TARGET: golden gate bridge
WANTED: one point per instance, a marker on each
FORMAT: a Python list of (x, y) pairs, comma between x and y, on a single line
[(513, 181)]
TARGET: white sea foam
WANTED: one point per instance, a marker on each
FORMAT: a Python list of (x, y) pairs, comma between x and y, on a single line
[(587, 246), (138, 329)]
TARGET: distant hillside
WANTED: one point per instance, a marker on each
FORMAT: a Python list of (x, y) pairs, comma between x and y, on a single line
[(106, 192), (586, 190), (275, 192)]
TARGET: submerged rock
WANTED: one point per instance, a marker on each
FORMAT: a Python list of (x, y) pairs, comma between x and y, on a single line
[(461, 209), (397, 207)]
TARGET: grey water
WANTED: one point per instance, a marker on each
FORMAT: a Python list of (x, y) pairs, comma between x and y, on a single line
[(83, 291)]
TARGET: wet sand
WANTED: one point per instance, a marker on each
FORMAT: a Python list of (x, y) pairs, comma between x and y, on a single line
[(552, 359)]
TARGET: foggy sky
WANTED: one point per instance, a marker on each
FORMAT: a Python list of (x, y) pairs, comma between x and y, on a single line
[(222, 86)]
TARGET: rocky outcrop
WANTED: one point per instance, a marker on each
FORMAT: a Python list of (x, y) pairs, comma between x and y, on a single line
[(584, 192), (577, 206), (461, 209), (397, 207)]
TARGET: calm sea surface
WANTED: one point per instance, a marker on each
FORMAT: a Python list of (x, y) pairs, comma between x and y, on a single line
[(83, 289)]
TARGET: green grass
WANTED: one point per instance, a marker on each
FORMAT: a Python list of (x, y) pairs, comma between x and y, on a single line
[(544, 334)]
□ □ □
> **EXERCISE DETAILS**: Your answer should consist of the lines from the listing that hold the word "TARGET".

> **SOLUTION FOR THIS TASK**:
TARGET: golden gate bridge
TARGET: white sea foam
TARGET: distant hillside
TARGET: submerged rock
TARGET: grey water
TARGET: wet sand
TARGET: foggy sky
TARGET: rocky outcrop
TARGET: calm sea surface
TARGET: green grass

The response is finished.